— BEGIN —

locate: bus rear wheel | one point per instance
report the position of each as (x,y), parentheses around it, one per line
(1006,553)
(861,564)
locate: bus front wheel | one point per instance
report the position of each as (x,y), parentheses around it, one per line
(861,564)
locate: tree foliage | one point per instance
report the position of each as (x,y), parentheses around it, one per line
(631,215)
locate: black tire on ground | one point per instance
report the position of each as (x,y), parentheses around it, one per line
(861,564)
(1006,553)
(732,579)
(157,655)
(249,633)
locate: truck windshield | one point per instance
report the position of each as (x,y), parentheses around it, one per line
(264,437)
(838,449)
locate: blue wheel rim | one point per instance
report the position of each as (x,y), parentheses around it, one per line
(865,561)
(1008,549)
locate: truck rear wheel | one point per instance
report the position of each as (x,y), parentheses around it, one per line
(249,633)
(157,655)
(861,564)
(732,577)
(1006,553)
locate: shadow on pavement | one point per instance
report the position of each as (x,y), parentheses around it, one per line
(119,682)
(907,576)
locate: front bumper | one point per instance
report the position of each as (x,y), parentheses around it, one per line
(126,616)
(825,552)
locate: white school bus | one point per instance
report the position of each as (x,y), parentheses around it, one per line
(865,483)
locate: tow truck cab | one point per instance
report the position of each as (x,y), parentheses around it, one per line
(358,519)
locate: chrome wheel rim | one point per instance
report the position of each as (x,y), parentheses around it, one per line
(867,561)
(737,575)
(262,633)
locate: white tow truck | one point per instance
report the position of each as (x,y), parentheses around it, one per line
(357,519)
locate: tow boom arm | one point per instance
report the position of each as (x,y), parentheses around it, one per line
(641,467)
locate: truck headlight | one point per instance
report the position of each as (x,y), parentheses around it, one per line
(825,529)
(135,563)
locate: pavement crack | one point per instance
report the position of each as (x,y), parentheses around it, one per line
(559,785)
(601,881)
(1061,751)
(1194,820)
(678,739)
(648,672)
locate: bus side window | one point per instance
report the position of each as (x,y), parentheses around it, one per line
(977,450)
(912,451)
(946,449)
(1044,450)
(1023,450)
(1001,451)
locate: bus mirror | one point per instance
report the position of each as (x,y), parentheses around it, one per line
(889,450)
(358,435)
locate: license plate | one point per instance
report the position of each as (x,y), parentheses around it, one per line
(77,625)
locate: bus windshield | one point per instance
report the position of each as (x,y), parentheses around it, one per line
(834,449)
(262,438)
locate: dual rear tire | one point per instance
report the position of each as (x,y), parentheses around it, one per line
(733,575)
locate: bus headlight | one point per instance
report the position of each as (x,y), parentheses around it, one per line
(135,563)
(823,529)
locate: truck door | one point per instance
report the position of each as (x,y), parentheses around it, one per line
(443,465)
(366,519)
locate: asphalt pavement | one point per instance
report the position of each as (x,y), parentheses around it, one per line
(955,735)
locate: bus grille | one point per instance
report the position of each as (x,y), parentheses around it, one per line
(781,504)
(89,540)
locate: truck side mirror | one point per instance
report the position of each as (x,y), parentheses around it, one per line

— END —

### [Task objective]
Output the data above as a JSON list of strings, one string per line with blank lines omitted, covering only the lines from the one containing "locate: license plate" through the end of the data, both ends included.

### [Answer for this exercise]
[
  "locate: license plate | one point per instance",
  "report the position of each as (x,y), parentheses around it, one per line",
  "(77,625)",
  "locate: bus windshield | one point per instance",
  "report the position of each as (x,y), parentheses around it, one per line",
  "(834,449)",
  "(262,438)",
  "locate: dual rear tire | one point per instance",
  "report the position of each as (x,y), parentheses around it, one per line",
  "(733,575)",
  "locate: bus headlight | one point per instance",
  "report the position of each as (x,y), parentheses around it, one per line",
  "(135,563)",
  "(823,529)",
  "locate: truck door | one point per instance",
  "report the position of each as (x,y), parentheses around it, one per line",
  "(443,465)",
  "(366,519)",
  "locate: asphalt pavement | one point per instance",
  "report the position of each as (x,y), parentheses around it, one per line",
  "(955,735)",
  "locate: bus grille | one point per instance",
  "report the position of each as (x,y), parentheses around it, one per line",
  "(781,504)",
  "(89,540)",
  "locate: truck side mirror | one point per instance",
  "report the position of each as (x,y), parentheses around it, one per line"
]